Your instructions ▸
Report every line of the rows that contains the word "exterior", with case counting.

## START

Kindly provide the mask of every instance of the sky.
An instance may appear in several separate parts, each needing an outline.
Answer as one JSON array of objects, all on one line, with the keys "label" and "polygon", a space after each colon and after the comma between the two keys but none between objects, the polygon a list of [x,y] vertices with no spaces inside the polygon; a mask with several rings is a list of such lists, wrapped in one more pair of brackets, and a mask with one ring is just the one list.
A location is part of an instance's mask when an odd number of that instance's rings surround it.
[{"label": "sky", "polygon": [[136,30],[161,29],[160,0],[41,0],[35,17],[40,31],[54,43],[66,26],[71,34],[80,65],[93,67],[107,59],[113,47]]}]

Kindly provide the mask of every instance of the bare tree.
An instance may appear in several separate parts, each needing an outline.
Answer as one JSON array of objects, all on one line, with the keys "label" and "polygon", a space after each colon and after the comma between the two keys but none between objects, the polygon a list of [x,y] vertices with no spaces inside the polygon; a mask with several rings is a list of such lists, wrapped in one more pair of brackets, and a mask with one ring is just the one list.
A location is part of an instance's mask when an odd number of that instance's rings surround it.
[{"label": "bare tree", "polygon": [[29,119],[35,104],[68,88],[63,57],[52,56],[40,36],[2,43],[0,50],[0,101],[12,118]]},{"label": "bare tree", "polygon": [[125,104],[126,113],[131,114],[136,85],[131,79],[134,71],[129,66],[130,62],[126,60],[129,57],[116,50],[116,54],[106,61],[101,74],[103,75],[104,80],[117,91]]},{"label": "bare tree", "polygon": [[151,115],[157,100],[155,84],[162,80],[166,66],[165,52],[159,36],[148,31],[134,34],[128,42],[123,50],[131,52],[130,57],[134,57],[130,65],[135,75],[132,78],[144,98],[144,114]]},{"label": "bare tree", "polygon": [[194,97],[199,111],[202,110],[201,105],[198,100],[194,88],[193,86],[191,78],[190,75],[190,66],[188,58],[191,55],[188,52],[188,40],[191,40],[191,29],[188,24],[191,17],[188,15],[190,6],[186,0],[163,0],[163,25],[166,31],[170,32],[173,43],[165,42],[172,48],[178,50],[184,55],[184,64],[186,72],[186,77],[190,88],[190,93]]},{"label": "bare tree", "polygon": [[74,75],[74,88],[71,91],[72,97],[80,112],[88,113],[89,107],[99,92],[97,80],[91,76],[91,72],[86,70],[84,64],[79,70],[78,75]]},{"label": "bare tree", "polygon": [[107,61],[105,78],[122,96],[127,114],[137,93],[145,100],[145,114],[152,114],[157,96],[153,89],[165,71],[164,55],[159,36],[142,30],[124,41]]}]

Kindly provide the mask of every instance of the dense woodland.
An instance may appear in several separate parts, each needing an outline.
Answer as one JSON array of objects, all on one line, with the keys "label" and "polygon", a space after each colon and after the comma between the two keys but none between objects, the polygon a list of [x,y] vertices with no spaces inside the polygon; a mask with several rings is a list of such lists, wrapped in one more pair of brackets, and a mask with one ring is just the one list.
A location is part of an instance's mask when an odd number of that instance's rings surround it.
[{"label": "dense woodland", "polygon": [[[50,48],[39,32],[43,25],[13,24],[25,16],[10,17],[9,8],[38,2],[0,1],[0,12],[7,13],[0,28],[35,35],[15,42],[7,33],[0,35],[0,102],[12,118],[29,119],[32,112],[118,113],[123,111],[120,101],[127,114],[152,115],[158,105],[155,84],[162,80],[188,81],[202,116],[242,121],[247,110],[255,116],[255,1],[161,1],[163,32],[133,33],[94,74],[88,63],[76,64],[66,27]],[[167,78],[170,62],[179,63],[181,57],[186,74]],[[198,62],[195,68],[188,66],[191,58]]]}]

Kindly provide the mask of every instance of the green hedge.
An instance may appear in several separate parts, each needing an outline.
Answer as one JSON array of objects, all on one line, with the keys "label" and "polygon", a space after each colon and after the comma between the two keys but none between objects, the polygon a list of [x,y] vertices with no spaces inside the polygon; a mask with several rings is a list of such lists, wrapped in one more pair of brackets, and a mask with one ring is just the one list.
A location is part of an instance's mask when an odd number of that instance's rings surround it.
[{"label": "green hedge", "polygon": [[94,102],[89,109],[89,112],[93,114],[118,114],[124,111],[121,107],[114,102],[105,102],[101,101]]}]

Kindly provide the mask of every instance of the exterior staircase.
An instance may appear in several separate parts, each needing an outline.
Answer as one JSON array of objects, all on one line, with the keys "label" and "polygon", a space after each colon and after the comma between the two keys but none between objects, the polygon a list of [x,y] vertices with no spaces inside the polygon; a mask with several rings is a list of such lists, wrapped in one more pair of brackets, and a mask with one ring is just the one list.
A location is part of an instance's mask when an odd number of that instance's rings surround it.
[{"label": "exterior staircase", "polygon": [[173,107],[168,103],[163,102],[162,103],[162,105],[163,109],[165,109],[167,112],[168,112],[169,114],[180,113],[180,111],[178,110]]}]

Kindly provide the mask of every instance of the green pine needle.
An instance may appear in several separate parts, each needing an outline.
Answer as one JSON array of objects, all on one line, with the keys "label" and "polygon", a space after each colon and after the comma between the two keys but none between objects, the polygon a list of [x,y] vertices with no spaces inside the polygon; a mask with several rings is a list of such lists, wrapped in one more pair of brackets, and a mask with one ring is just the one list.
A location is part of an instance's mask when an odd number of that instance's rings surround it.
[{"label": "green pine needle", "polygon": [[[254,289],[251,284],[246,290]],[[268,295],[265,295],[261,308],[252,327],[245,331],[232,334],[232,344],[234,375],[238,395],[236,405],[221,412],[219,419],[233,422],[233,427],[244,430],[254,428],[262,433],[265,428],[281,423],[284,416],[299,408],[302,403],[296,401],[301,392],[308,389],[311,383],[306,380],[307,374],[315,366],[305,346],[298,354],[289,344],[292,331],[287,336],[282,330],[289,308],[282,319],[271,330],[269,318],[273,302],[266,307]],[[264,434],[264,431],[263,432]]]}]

## END

Solution to this task ▸
Kindly provide the mask of every instance of the exterior staircase.
[{"label": "exterior staircase", "polygon": [[173,107],[168,103],[163,102],[162,103],[162,105],[163,109],[165,109],[167,112],[168,112],[169,114],[180,113],[180,111],[178,110]]}]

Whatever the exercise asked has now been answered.